*Set exercise*: Copy out every line of the records below verbatim, leaving out the pictures.

*Dataset rows*:
* Start *
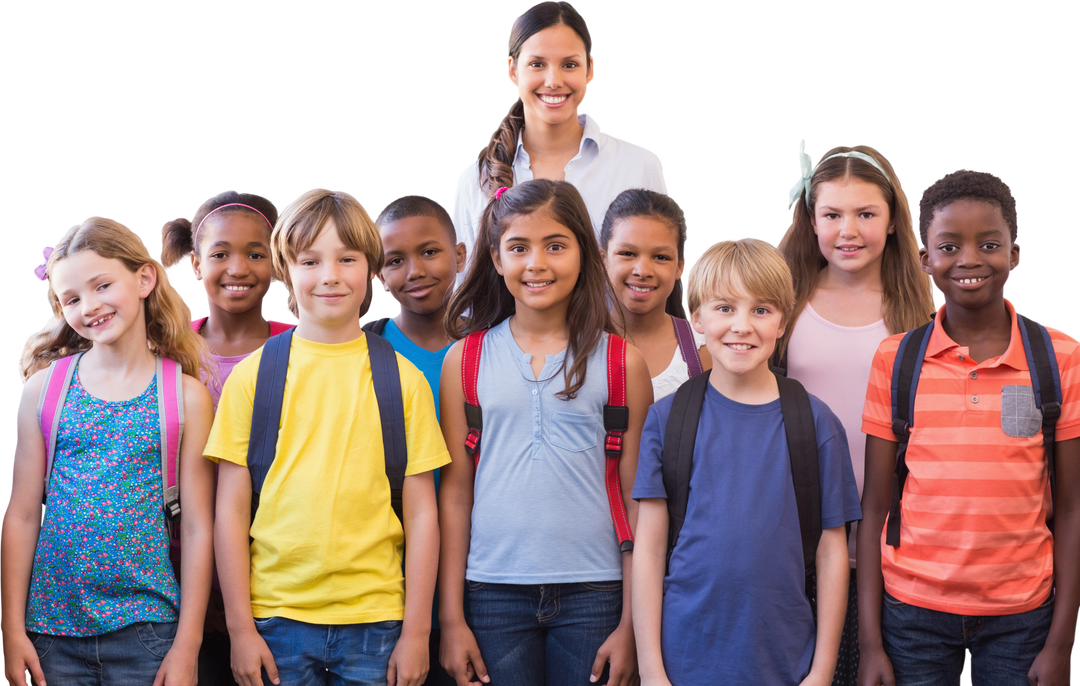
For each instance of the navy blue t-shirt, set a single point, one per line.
(734, 606)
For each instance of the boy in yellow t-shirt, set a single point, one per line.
(316, 592)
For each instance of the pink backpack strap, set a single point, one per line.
(616, 422)
(171, 418)
(51, 404)
(687, 346)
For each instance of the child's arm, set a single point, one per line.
(22, 523)
(180, 664)
(408, 662)
(458, 651)
(1052, 663)
(650, 551)
(619, 649)
(833, 577)
(874, 666)
(250, 653)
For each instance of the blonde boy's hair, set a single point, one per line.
(732, 266)
(304, 217)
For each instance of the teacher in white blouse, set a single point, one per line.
(544, 133)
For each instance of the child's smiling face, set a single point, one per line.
(970, 253)
(421, 263)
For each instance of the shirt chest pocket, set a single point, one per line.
(572, 432)
(1020, 417)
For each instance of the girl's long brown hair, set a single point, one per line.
(496, 157)
(909, 298)
(483, 300)
(167, 310)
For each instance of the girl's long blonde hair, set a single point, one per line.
(909, 298)
(169, 312)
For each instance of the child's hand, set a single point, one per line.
(620, 650)
(250, 656)
(459, 655)
(179, 668)
(19, 656)
(875, 668)
(1051, 667)
(408, 661)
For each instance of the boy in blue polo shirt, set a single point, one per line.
(732, 607)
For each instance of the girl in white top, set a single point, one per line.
(543, 132)
(644, 240)
(853, 253)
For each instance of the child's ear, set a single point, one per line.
(193, 266)
(147, 279)
(460, 253)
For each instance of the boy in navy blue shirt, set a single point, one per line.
(732, 607)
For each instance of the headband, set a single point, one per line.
(806, 164)
(194, 240)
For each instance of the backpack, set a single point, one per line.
(376, 325)
(616, 421)
(270, 393)
(907, 365)
(170, 377)
(679, 439)
(686, 345)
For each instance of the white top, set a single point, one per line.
(605, 166)
(833, 362)
(676, 374)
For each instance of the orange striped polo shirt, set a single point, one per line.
(973, 535)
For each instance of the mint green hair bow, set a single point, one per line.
(807, 166)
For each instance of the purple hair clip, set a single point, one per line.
(38, 271)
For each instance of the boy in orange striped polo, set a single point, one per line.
(976, 570)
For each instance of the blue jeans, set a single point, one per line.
(538, 635)
(927, 647)
(329, 654)
(126, 657)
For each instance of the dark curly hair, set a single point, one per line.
(966, 183)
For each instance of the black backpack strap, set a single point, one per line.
(386, 378)
(376, 325)
(679, 439)
(1047, 385)
(802, 449)
(266, 409)
(906, 367)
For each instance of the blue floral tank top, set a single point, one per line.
(102, 561)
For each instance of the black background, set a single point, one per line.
(397, 99)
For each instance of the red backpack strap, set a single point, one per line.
(616, 422)
(470, 377)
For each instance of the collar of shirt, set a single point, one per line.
(1014, 355)
(592, 143)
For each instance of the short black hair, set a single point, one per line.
(966, 183)
(414, 204)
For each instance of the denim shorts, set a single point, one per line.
(927, 647)
(532, 635)
(309, 655)
(126, 657)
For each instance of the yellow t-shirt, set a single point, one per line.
(326, 546)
* End *
*Written solution*:
For each instance of the navy blue t-shirt, set a single point, one per line.
(734, 606)
For each instance of the boy in yellow t-shirt, set a single point, one per line.
(316, 592)
For each instance of the pink backpack strap, set a single point, one per line.
(616, 422)
(171, 418)
(51, 404)
(687, 346)
For each instance of the child's arm, set a single point, one per line.
(22, 523)
(180, 664)
(408, 662)
(458, 651)
(1052, 663)
(650, 551)
(619, 649)
(833, 577)
(874, 666)
(250, 653)
For each instance of the blonde boy's hair, set a single point, one per line.
(732, 266)
(304, 217)
For each instance of the teacher in white blouse, set a single point, one per line.
(544, 133)
For each instance of the child's smiling face, set a single point, one per line.
(970, 253)
(421, 263)
For each instance of the shirt chest pocket, set a single point, one per line.
(572, 432)
(1020, 417)
For each instance of the girl's long brown hair, set a single point, one per line.
(496, 157)
(909, 298)
(483, 300)
(167, 310)
For each instance of the girl's long blonde hair, set a single point, one per line.
(909, 298)
(169, 312)
For each instance of the child's hand, set a single point, one per line.
(620, 650)
(250, 656)
(459, 655)
(179, 668)
(19, 656)
(875, 668)
(1051, 667)
(408, 661)
For each instance of the boy in blue polo shirt, set a single point, one per line.
(732, 607)
For each instance of the girl in white top, set a single point, one per line.
(543, 132)
(644, 240)
(853, 253)
For each instance of the child's ear, set a single point, one per line.
(193, 266)
(147, 279)
(460, 253)
For each instance of the boy in navy blue shirt, set a single point, one per line.
(732, 607)
For each instance of the headband, set a single point, one per line.
(806, 164)
(194, 240)
For each instance of the backpack, set a single point, one per line.
(376, 325)
(616, 421)
(270, 393)
(907, 365)
(170, 377)
(679, 439)
(686, 345)
For each instance of the white top, set a single point, one per line.
(605, 166)
(833, 362)
(676, 374)
For each instance of the orange striped polo shirt, set a single point, one per line.
(973, 535)
For each instance of the mint green hair bow, set a single point, one per line.
(807, 166)
For each instance of the purple hair clip, set a single point, one per line.
(38, 271)
For each instance of the boy in orange striped polo, set a single point, one per line.
(976, 570)
For each instance of the blue jeans, set a single point, one per line.
(538, 635)
(927, 647)
(329, 654)
(126, 657)
For each instance of the dark curly hair, set a single point, one per line.
(966, 183)
For each instance of the black backpack strap, set a single point, one per line.
(386, 378)
(376, 325)
(679, 439)
(1047, 385)
(802, 449)
(266, 409)
(906, 367)
For each instance of the blue floral tank top, set a single point, one per line.
(102, 561)
For each instance of the black background, set a single point, one per line.
(397, 99)
For each instance of the red backpack strap, set a single point, one per line.
(616, 422)
(470, 377)
For each instance of the collar of shirt, set a single point, one per line.
(1014, 355)
(592, 143)
For each instance of the short black hair, set a single point, one per line.
(966, 183)
(414, 204)
For each instance of the denim shorts, set a single point, one per line.
(927, 647)
(532, 635)
(309, 655)
(126, 657)
For each instance of the yellow t-shirt, set a single point, one per line.
(326, 546)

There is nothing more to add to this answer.